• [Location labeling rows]
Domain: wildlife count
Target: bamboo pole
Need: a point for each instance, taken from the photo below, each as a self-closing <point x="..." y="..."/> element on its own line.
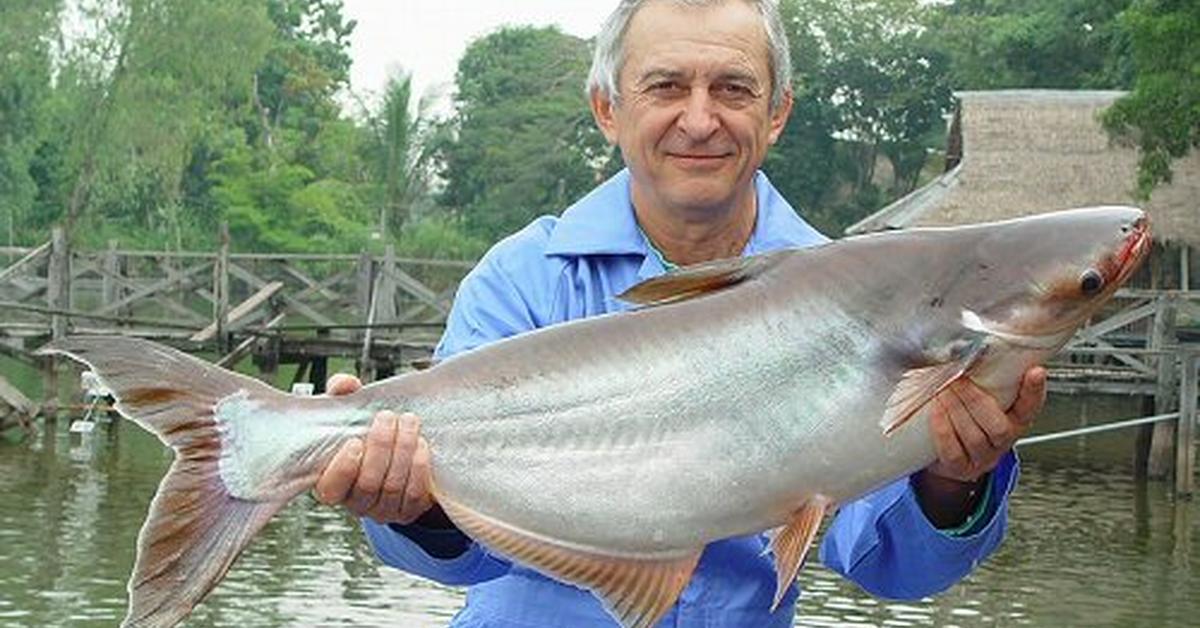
<point x="1185" y="449"/>
<point x="221" y="289"/>
<point x="1158" y="464"/>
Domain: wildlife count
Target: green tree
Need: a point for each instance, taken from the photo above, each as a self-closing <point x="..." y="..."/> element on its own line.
<point x="135" y="93"/>
<point x="1162" y="114"/>
<point x="27" y="30"/>
<point x="400" y="155"/>
<point x="521" y="142"/>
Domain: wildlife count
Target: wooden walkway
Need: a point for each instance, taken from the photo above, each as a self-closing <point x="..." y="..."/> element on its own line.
<point x="385" y="312"/>
<point x="382" y="311"/>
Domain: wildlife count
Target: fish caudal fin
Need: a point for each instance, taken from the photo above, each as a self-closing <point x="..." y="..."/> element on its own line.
<point x="196" y="528"/>
<point x="636" y="591"/>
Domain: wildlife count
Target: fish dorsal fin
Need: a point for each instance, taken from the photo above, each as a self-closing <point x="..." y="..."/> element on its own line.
<point x="918" y="386"/>
<point x="791" y="543"/>
<point x="637" y="592"/>
<point x="701" y="279"/>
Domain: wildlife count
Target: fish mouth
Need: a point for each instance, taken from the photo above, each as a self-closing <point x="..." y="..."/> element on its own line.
<point x="1133" y="251"/>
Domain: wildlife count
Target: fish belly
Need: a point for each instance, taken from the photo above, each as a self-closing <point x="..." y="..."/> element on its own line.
<point x="651" y="436"/>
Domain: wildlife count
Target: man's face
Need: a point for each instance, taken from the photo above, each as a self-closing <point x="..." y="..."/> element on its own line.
<point x="694" y="117"/>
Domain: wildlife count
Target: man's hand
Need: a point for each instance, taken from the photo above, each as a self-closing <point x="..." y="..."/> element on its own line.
<point x="384" y="476"/>
<point x="971" y="434"/>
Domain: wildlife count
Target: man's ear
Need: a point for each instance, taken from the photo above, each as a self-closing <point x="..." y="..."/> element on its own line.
<point x="779" y="117"/>
<point x="603" y="113"/>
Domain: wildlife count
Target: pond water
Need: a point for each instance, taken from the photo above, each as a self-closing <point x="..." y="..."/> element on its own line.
<point x="1086" y="546"/>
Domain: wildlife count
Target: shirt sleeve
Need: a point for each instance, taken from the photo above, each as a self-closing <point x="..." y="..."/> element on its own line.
<point x="885" y="543"/>
<point x="487" y="307"/>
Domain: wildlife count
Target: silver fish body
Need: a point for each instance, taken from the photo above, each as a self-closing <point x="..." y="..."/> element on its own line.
<point x="748" y="395"/>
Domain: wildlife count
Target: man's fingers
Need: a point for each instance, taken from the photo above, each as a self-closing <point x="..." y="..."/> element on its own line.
<point x="418" y="498"/>
<point x="1031" y="398"/>
<point x="342" y="384"/>
<point x="987" y="413"/>
<point x="376" y="459"/>
<point x="399" y="471"/>
<point x="951" y="450"/>
<point x="975" y="440"/>
<point x="334" y="484"/>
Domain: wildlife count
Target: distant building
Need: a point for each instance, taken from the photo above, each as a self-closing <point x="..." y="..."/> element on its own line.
<point x="1029" y="151"/>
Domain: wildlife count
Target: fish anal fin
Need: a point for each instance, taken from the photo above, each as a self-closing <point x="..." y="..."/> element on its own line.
<point x="701" y="279"/>
<point x="791" y="543"/>
<point x="193" y="533"/>
<point x="921" y="384"/>
<point x="636" y="591"/>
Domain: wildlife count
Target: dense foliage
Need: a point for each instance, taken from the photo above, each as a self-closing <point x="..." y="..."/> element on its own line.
<point x="151" y="121"/>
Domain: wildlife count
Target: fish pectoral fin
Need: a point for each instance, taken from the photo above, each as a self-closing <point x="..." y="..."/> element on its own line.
<point x="637" y="592"/>
<point x="791" y="543"/>
<point x="918" y="386"/>
<point x="701" y="279"/>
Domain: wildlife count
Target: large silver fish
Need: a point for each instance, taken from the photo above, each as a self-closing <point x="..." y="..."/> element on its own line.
<point x="744" y="395"/>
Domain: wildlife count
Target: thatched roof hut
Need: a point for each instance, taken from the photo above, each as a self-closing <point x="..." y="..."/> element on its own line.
<point x="1029" y="151"/>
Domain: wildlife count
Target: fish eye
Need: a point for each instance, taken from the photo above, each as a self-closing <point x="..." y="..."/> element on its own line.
<point x="1091" y="282"/>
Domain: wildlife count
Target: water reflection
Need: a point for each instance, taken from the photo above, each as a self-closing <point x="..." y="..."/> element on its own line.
<point x="1086" y="546"/>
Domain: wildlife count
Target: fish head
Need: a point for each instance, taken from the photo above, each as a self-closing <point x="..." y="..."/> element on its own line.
<point x="1043" y="276"/>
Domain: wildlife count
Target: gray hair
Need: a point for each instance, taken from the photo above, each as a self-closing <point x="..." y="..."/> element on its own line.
<point x="610" y="54"/>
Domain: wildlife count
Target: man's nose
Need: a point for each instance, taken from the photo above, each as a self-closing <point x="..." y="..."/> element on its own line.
<point x="699" y="119"/>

• [THE REQUEST] From the rows above, report every line that contains the word "silver".

• [WRITTEN SOLUTION]
Target: silver fish body
Target: large silver fish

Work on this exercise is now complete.